*** TEXTO SELECCIONADO ***

Una mujer avanzada en sabiduría le dijo a su hijo cuando este sufrió un fracaso en su vida: No te preocupes, a todos les llega algún día el descrédito. No hay que temerlo. Sólo hay que enfrentarlo mirando más allá de nuestros temores”. Me pareció muy acertado. Una mirada sabia sobre la vida.

Pero a veces perdemos tanto tiempo queriendo quedar bien, ser aplaudidos y encontrar éxito. Mendigamos aplausos. Buscamos la confirmación de que lo que hacemos está bien. Y mientras tanto, sufrimos.

A veces miro a los lados. Miro a los que avanzan y prosperan. A los que fracasan y se quedan atrás. Miro hacia delante, miro hacia atrás. A los que logran el puesto que yo deseo. A los que pierden la fama mientras yo la conservo. Miro siempre, observo. Al que está más lejos. Al que está más cerca.

Y me confronto con mi propia vida. Para saber si estoy bien o mal. Si necesito un cambio o no es tan necesario. Y calculo la distancia que me falta hasta el cielo. Y planeo una vida feliz más allá de la que tengo.

Quiero enfrentar mi presente con la misma alegría del comienzo. Cuando todo tenía más luz, al menos eso recuerdo. Los ojos ingenuos de los niños. Cuando el alma aún no había sido herida, o sólo un poco.

Una persona me dijo un día: Lo importante en la vida es encontrar tu lugar en el que amar”. Pero no el lugar ideal, no el lugar perfecto. No ese lugar que no tengo. Sino simplemente mi lugar, sin comparaciones. Mi lugar pobre y limitado. Mi lugar en el que tal vez no tengo tantas pretensiones.

La vida es muy larga y las cosas cambian con el tiempo. Lo que hoy me obsesiona tal vez más tarde no me interese. Lo que hoy me agobia puede dejar luego de ser tan importante. Por eso recorro el camino sin pensar tanto en los futuros inciertos. Sin querer retener la juventud de los momentos pasados.

¡Cuántas personas se aferran a su imagen ya no tan juvenil queriendo retener una edad ya pasada! ¡Cuántas veces contamos nuestros éxitos pasados una y otra vez para no olvidar que hemos sido importantes!

*** INFORMACIÓN PROPORCIONADA ***

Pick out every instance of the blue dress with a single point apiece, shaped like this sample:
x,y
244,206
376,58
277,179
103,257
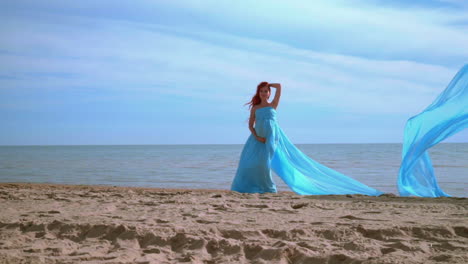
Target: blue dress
x,y
446,116
301,173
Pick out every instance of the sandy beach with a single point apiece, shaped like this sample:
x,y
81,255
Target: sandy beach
x,y
45,223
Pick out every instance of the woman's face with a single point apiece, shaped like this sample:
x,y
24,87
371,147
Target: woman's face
x,y
264,93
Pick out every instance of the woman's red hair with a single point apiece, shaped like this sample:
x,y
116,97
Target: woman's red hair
x,y
256,98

***

LO QUE SE PIDE:
Imprime, sin cambiar nada, todo lo que va desde "Una mujer avanzada" hasta "está más cerca." en el texto seleccionado. El material no guarda relación con el texto seleccionado.

RESULTADO DE LA TAREA:
Una mujer avanzada en sabiduría le dijo a su hijo cuando este sufrió un fracaso en su vida: No te preocupes, a todos les llega algún día el descrédito. No hay que temerlo. Sólo hay que enfrentarlo mirando más allá de nuestros temores”. Me pareció muy acertado. Una mirada sabia sobre la vida.

Pero a veces perdemos tanto tiempo queriendo quedar bien, ser aplaudidos y encontrar éxito. Mendigamos aplausos. Buscamos la confirmación de que lo que hacemos está bien. Y mientras tanto, sufrimos.

A veces miro a los lados. Miro a los que avanzan y prosperan. A los que fracasan y se quedan atrás. Miro hacia delante, miro hacia atrás. A los que logran el puesto que yo deseo. A los que pierden la fama mientras yo la conservo. Miro siempre, observo. Al que está más lejos. Al que está más cerca.